__Given problem 1__:
Return the portion of the Paxos passage starting with "stable = false" and going on through "leader (i.e. manager)", word for word.

__Text segment__:
Since we are using Paxos to agree on view changes, the instance numbers in our
use of Paxos are the same as the view numbers in the config module.
Paxos can't guarantee that
every node learns the chosen value right away; some of them may be partitioned
or crashed. Therefore, some nodes may be behind, stuck in an old instance of
Paxos while the rest of the system has moved on to a new instance. If a node
gets an RPC request for an old instance, it should ignore the request. A
special RPC response (set oldinstance to true) can inform the
caller that it is behind and tell it what value was chosen for that instance.
Below is the pseudocode for
Paxos. The paxos skeleton class and protocol
contain member variables, RPCs, and RPC handlers corresponding to this code.
Except for the additions to handle instances as described above, it mirrors the
protocol described in the paper.
state:
n_a, v_a: highest proposal # and its corresponding value this node has accepted
n_h: highest proposal # seen in a prepare
my_n: the last proposal # the node has used in this round of Paxos
instance_h: highest instance we have accepted
values: a map of past instances to values
stable: "false" when running Paxos, "true" when this instance completes
on each view change, initialize state
n_a = 0
n_h = 0
my_n = 0
v_a = () // empty list
run_paxos(nodes, value)
stable = false
c_nodes = nodes;
c_value = value;
proceed to Paxos Phase 1
Paxos Phase 1
a node (or perhaps several nodes) decide to be leader (i.e. manager)
instance = instance_h+1
my_n = max(n_h, my_n)+1, append node ID // unique proposal number
sends prepare(instance, my_n) to all nodes in c_nodes
if node receives prepare(instance, n):
if instance <= instance_h:
return oldinstance(instance, values[instance])
else if n > n_h:
n_h = n
loghigh(n_h);
return prepareres(n_a, v_a)
else:
return reject()
Paxos Phase 2
if leader gets oldinstance(instance, v):
values[instance] = v
instance_h = instance
stable = true;
paxos_commit(instance, v); // this instance is done.
else if leader gets reject():
delay and restart paxos
else if leader gets prepareres from majority of nodes in c_nodes:
if any prepareres(n_i, v_i) exists such that v_i is not empty:
v = non-empty value v_i corresponding to highest n_i received
else leader gets to choose a value:
v = c_v;
send accept(instance_h+1, my_n, v) to all responders
else:
stable = true;
paxos_abort(); // this instance is done; app should recover
if node gets accept(instance, n, v):
if instance <= instance_h:
return oldinstance(instance, values[instance])

__Supplied data__:
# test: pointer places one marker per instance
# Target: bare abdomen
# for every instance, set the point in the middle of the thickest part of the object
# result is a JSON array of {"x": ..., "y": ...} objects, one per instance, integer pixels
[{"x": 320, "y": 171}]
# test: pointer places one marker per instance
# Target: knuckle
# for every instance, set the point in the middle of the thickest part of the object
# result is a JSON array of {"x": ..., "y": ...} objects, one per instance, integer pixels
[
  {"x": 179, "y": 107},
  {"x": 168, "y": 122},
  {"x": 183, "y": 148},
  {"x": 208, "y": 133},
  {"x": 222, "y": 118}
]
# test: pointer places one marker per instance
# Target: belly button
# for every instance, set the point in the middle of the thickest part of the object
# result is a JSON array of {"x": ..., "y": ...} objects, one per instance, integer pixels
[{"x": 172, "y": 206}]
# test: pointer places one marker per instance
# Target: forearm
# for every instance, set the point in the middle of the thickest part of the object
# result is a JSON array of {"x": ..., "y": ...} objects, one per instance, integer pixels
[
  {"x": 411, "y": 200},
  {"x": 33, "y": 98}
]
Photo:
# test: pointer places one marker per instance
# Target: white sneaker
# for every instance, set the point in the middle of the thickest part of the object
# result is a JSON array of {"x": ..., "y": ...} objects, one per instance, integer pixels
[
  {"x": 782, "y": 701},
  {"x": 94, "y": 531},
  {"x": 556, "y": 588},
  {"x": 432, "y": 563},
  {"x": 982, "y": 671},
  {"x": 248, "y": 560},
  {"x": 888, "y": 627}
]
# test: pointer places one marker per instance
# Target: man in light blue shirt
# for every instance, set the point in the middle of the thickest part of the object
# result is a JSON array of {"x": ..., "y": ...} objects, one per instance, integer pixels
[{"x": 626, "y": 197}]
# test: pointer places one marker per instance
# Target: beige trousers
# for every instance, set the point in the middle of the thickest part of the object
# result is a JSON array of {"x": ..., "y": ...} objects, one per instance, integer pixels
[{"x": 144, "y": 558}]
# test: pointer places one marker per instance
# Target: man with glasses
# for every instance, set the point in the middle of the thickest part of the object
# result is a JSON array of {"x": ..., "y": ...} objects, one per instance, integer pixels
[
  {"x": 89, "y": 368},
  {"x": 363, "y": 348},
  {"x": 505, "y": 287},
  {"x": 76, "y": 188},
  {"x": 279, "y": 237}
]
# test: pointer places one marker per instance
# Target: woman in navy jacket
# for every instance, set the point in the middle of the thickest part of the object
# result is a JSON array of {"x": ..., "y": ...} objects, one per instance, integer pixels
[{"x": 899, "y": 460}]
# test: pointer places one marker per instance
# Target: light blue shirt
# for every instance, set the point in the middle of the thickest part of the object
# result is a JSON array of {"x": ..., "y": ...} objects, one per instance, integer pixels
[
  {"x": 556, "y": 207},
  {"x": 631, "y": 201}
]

__Given problem 2__:
Select every line of the entries above that contains the string "Target", matching its case exactly.

__Final answer 1__:
stable = false
c_nodes = nodes;
c_value = value;
proceed to Paxos Phase 1
Paxos Phase 1
a node (or perhaps several nodes) decide to be leader (i.e. manager)

__Final answer 2__:
# Target: bare abdomen
# Target: knuckle
# Target: belly button
# Target: forearm
# Target: white sneaker
# Target: man in light blue shirt
# Target: beige trousers
# Target: man with glasses
# Target: woman in navy jacket
# Target: light blue shirt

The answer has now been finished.